▶ [Short problem] Find every line in the items below that contains the word "values", and copy each of those lines.

▶ [Material supplied]
========

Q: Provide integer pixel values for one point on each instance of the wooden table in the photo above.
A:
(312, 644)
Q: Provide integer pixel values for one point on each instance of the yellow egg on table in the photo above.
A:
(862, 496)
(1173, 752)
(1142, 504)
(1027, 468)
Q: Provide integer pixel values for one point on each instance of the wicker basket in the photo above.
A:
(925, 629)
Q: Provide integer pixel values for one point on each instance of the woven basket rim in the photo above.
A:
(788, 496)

========

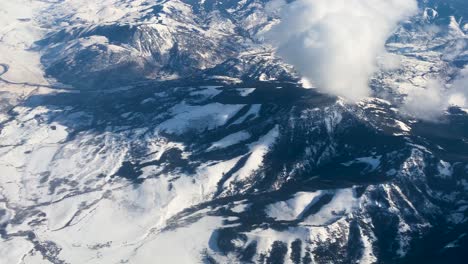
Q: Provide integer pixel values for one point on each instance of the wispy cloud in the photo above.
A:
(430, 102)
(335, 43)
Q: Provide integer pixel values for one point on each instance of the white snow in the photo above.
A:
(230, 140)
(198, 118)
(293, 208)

========

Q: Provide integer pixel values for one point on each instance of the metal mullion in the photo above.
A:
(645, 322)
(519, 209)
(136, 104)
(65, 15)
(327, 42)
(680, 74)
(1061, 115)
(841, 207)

========

▶ [Exercise solution]
Q: Provide integer pixel values for one point on each instance of the wooden table in the photo above.
Q: Provide integer pixel values for one point on each instance of the yellow egg on table in the photo above.
Q: Provide integer pixel values for one point on each instance of the wicker basket in the photo above.
Q: Provide integer pixel values for one point on each instance of the woven basket rim in the photo above.
Q: Provide integer pixel values for one point on each instance of the wispy cloud in the photo above.
Q: Provide integer pixel values for one point on each instance of the white snow in the photo above.
Q: Provide integer pixel values for one point on each instance of the metal mullion in the photo above.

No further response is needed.